(Point-per-instance localization data)
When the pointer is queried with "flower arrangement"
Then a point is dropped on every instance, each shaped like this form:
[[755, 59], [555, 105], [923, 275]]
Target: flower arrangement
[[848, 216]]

▸ Required action: An exact copy is needed of the lines from the one containing "[[755, 59], [555, 105], [923, 275]]" through the end of the records.

▸ Answer box:
[[755, 59], [555, 105], [923, 275]]
Target: flower arrangement
[[848, 216]]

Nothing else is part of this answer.